# YOUR TASK
Each entry has to be set down again with no alteration.

# MATERIAL SUPPLIED
*****

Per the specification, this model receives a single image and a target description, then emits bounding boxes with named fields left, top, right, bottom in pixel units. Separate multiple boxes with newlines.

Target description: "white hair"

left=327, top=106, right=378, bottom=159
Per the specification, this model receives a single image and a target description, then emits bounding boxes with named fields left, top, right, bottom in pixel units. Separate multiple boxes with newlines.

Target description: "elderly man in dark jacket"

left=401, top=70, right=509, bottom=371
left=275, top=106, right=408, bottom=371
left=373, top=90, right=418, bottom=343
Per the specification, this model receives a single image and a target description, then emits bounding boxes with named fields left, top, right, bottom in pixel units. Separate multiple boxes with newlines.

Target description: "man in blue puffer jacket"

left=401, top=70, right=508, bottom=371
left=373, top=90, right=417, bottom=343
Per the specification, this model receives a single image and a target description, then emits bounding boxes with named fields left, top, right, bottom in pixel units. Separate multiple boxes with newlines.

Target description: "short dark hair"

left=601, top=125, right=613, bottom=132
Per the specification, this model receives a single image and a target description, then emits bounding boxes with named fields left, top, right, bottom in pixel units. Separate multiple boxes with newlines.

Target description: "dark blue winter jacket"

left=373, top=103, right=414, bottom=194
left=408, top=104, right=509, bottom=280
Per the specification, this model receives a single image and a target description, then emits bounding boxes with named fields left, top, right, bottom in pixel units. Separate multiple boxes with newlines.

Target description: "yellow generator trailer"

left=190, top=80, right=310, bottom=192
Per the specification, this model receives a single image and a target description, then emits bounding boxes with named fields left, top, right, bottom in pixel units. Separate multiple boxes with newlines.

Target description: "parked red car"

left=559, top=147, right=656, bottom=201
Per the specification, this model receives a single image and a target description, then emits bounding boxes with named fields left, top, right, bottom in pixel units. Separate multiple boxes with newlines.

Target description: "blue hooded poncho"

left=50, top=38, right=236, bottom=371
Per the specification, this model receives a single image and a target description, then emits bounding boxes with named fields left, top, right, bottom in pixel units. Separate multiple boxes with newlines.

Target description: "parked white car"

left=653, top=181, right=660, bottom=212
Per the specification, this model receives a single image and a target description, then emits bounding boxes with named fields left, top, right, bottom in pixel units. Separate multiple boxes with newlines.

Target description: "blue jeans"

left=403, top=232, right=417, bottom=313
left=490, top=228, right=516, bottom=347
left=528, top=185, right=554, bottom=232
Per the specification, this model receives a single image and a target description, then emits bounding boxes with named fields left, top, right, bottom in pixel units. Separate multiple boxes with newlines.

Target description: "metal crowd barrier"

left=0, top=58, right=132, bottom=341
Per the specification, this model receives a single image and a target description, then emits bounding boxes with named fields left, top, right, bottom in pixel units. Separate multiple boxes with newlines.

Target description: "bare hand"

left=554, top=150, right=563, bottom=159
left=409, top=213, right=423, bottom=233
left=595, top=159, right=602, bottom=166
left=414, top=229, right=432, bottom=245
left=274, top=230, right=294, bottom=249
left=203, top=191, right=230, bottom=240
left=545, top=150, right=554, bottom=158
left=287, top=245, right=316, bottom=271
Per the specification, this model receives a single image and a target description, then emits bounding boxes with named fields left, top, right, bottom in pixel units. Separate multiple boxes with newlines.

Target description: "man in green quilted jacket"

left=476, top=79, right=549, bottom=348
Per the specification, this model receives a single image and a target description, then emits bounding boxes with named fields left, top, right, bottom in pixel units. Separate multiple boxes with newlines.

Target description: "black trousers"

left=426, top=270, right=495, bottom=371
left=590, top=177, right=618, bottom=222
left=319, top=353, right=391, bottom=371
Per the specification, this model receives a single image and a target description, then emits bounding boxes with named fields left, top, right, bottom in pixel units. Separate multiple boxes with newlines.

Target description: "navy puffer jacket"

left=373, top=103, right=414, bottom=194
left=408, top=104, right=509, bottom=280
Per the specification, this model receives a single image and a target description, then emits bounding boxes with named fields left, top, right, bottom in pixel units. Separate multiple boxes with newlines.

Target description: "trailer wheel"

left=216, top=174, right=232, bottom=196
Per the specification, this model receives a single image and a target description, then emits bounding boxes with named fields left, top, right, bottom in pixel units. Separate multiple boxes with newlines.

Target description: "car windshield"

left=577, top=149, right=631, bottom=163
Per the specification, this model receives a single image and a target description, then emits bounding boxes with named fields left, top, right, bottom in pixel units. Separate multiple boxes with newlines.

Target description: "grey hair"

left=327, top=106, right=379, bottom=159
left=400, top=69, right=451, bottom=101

*****

# ANSWER FOR THIS EXERCISE
Per the specification, this model receives a single image and a target description, then emits bounding boxes with named fields left, top, right, bottom in pixel units. Separate multiple boxes with newlines.

Target description: "white hair"

left=327, top=106, right=378, bottom=159
Per the specification, this model receives a single image and a target description, then emits bounding boxes with named fields left, top, right, bottom in pixel units. Separate multiple boxes with newlines.

Target description: "elderly man in dark jacket"

left=401, top=70, right=509, bottom=371
left=275, top=106, right=408, bottom=371
left=373, top=90, right=418, bottom=343
Per the specification, this model receives a single image and a target description, then emits bounding boxes with named fields left, top, right, bottom in pixel units. Separate multiple boxes with newlines.

Target description: "man in blue puffer jacket"

left=401, top=70, right=508, bottom=371
left=373, top=90, right=417, bottom=343
Per the specification, this model receives a single image and a target description, then emits bounding boxes with named fields left, top, right, bottom in pixel units. Separate multiple boxes with newlines.

Target description: "short dark hair"

left=601, top=125, right=613, bottom=132
Per the specification, this model receives a single image and a target description, then emits bounding boxes with named fields left, top, right, bottom in pixel units. Separate multiple boxes with newlines.

Target description: "dark blue winter jacket"

left=373, top=103, right=414, bottom=194
left=408, top=104, right=509, bottom=280
Per the specification, this model receives a single image and a target description, then emits bounding boxes with named fields left, top, right, bottom in pixel units. Separate multiple boxes with newlines.

Target description: "yellow generator trailer"

left=190, top=80, right=310, bottom=192
Per the specification, this model receives a single image and a target description, then emits bounding boxes with named fields left, top, right, bottom in pixel units. Separate multiple boxes with newlines.

Target description: "parked red car"

left=559, top=147, right=656, bottom=201
Per the specification, this model receives a single image and a target description, then emits bounding boxes with named fields left, top, right, bottom in pixel units. Separate multiple boxes with newlines.

Target description: "blue hooded poncho"

left=50, top=38, right=236, bottom=371
Per the specification, this model receives a single image and a target description, then emits bounding boxes with named fields left, top, right, bottom in pixel units. Separate multiple boxes with newlines.

Target description: "parked white car"

left=653, top=181, right=660, bottom=212
Per the specification, this model receives a single image and a target description, then emits bounding boxes with named fields left, top, right, bottom in pixel units. Separate multiple boxes with newlines.

Target description: "blue jeans"

left=403, top=232, right=417, bottom=313
left=490, top=228, right=516, bottom=347
left=528, top=185, right=554, bottom=232
Per the specification, this model receives a single image and a target description, then emits bounding boxes with named fields left, top, right, bottom in pixel units. Separate multiple boxes with newlines.

Target description: "metal crowd barrier"

left=0, top=58, right=132, bottom=341
Per the specification, this model receives a single image and a target description, then emits bounding boxes with named fields left, top, right, bottom in pixel units. Separate multiple boxes with newlines.

Target description: "bare hand"

left=554, top=150, right=563, bottom=159
left=409, top=213, right=423, bottom=233
left=595, top=159, right=602, bottom=166
left=414, top=229, right=432, bottom=245
left=274, top=230, right=294, bottom=249
left=203, top=191, right=230, bottom=240
left=545, top=150, right=554, bottom=158
left=287, top=245, right=316, bottom=271
Per the specification, this model receives a single image and a target description, then emits bounding boxes with named fields left, top, right, bottom in pixel units. Separate multiple boxes with newlines.

Target description: "man in green quilted jacket"

left=476, top=79, right=549, bottom=348
Per the specification, this model receives a single image and a target description, then emits bounding boxes with named fields left, top, right, bottom in pixel units. Separate multiple boxes with newlines.

Target description: "black trousers"

left=426, top=270, right=495, bottom=371
left=590, top=177, right=618, bottom=222
left=319, top=353, right=391, bottom=371
Per the specification, this model receives a single image and a target description, then emits bounding boxes with named fields left, top, right, bottom in pixel units. Separate multiple boxes with newlines.

Target description: "navy puffer jacket"

left=373, top=103, right=414, bottom=194
left=408, top=104, right=509, bottom=280
Per the specification, this model receives a single image and a target description, then emits bounding boxes with named fields left, top, right, bottom in pixel units. Separate multiple boxes with newlines.

Target description: "trailer wheel"

left=216, top=174, right=232, bottom=196
Per the specification, this model receives a single image and a target description, then emits bounding boxes with named fields left, top, right, bottom in pixel units. Separate multiple boxes with newlines.

Target description: "car windshield"

left=577, top=149, right=631, bottom=163
Per the specification, this model receives a single image and a target description, then emits bounding boxes with named fields left, top, right, bottom in pixel units. Separate multiple boxes with newlines.

Target description: "grey hair"

left=327, top=106, right=379, bottom=159
left=400, top=69, right=451, bottom=101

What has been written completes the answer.